◆ **Exercise tasks**:
a) According to the sleep tips text, what is this year's World Sleep Day slogan?
b) Continue the sleep tips text from where it stops, writing the explanation for the napping tip and the tips that come after it.

◆ **Text block**:
>>>>
We probably all know this sequence from the movie Frozen (if not or if you want to refresh your memory, here you go). And we all had nights where we just couldn’t go (back) to sleep because the wheels in our head simply kept turning…
Today is World Sleep Day. It is the 14th annual Sleep Day. There is a different slogan each year. This year’s slogan is Regular Sleep, Healthy Future! Since I am doing a series on sleep here on my blog based on the book Why We Sleep by Matthew Walker, I couldn’t help but express appreciation for this day and our sleep in general. I don’t want to make this long, but let me share 12 popular Tips for healthy sleep with you that many sleep researchers including Matthew Walker, the sleep foundation, NIH Medline Plus and many others have agreed on. I took them from this website.
12 Tips For Healthy Sleep
- Stick to a sleep schedule
Go to bed and wake up at the same time each day, including on weekends. Consistency provides the greatest possibility of healthy sleep. This is the most important tip.
- Exercise, but no later than 2-3 hours before bedtime
Thirty minutes per day is recommended for good physical health, but too much activity too close to bedtime disrupts a normal sleep cycle.
- Avoid caffeine
Be mindful of your intake of coffee, tea, soda and nicotine. As a stimulant, caffeine and nicotine can take as long as eight hours to eliminate effects. Nicotine contributes to lighter sleeping patterns by preventing sufficient REM sleep.
- Avoid alcohol before bed
Heavy use of alcohol robs us of REM sleep. Remaining in lighter stages of sleep eliminates the health benefits of deeper sleep. Heavy alcohol impairs breathing, as well. Those individuals with disordered breathing patterns will be at even greater health risk.
- Avoid large meals and beverages at night
The indigestion that occurs from late-night snacking affects sleep. Frequent need for urination also disrupts sound sleep.
- Avoid medications that delay or disrupt sleep
Some commonly prescribed heart, blood pressure and asthma medications affect sleep patterns. It is wise to discuss alternative medications with your physician or pharmacist to aide in the insomnia produced. Is it possible to take these medications in a lower dose or a different time of day?
- Do not take a naps after 3 p.m.
<<<<
◆ **Raw data**:
>>>>
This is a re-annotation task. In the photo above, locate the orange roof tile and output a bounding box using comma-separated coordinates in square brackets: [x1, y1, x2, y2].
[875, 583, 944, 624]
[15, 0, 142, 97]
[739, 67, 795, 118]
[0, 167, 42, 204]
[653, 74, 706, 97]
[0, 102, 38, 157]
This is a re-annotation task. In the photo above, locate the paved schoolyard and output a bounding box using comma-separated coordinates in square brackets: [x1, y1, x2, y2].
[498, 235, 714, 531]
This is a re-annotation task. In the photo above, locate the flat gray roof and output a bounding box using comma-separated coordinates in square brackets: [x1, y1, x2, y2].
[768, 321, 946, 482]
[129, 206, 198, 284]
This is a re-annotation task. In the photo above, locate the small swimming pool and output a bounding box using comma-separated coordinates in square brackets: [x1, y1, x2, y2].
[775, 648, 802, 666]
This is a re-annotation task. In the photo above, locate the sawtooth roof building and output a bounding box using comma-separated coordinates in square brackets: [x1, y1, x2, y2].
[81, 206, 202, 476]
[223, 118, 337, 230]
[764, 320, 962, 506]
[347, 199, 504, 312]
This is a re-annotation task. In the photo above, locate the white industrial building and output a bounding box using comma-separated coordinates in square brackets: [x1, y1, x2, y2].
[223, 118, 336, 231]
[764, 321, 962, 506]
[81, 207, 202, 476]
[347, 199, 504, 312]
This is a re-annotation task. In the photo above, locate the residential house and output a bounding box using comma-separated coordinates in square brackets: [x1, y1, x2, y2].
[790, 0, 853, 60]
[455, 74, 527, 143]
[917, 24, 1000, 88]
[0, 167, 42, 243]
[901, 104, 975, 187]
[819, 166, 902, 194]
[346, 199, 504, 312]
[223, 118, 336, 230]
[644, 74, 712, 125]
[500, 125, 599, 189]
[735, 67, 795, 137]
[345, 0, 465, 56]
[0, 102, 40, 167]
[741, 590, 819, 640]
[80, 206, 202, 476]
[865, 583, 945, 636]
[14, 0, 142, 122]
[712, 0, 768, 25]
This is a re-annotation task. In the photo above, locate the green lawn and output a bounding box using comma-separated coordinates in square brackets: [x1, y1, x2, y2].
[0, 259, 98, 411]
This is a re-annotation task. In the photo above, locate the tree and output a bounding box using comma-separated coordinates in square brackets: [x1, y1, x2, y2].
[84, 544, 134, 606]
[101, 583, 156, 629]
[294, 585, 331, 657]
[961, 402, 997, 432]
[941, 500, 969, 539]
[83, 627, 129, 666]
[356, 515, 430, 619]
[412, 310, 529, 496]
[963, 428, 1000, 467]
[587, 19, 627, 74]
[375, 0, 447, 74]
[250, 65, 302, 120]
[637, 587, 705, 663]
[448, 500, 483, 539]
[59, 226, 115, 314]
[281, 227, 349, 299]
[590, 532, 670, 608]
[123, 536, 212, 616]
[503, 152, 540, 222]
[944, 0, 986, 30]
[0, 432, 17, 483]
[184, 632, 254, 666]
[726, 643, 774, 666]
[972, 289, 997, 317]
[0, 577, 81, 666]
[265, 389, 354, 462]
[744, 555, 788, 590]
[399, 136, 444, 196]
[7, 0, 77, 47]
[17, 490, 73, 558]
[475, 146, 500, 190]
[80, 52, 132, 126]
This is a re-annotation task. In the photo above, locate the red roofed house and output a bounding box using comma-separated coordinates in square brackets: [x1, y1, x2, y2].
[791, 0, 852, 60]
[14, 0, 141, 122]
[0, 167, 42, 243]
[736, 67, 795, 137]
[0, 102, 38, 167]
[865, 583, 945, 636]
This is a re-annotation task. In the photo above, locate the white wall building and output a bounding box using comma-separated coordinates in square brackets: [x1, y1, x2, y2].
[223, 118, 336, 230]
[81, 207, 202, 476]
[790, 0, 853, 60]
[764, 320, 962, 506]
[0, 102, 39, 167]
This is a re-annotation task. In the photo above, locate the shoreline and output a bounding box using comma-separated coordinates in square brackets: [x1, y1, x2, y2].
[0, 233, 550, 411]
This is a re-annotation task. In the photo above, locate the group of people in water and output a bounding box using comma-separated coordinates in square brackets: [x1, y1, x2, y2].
<<<<
◆ **Responses by task**:
a) Regular Sleep, Healthy Future!

b)
Naps are helpful for re-energizing our bodies. They can make up for lost sleep. But a nap too late in the day can make it difficult to fall asleep at night, as it disrupts our circadian rhythm.
- Relax before bed
Do not overschedule your day so there is no time to unwind in the evening. Reading a book, listening to relaxing music or attending to a relaxing activity should be a daily sleep ritual.
- Take a hot bath before bed
The drop in body temperature that occurs following this activity will help make you sleepy. The relaxing water will slow you down and get your body ready for sleep.
- Create a dark, cool, gadget-free room for sleep
Eliminate anything in your bedroom that will distract you from sleep (e.g., noises, bright lights, LED lighting, uncomfortable bed, warm room, phones, TVs, computer, etc.). A cool room, comfortable bed and no distraction will promote sleep.
- Have the correct sunlight exposure
Daylight is the key to regulating daily sleep patterns. The rituals at night are important, but getting outside for natural light exposure for at least 30 minutes per day will help maintain our natural sleep clock. If you have trouble sleeping, it is recommended by sleep experts to achieve an hour of morning sun exposure each day and turn down the lights before bedtime.
- Do not lie in bed awake
If you are awake for 20 minutes with difficulty falling asleep, get out of bed. Begin an activity that is relaxing until you are sleepy. Remaining anxious and awake in bed will make it even more difficult to fall asleep.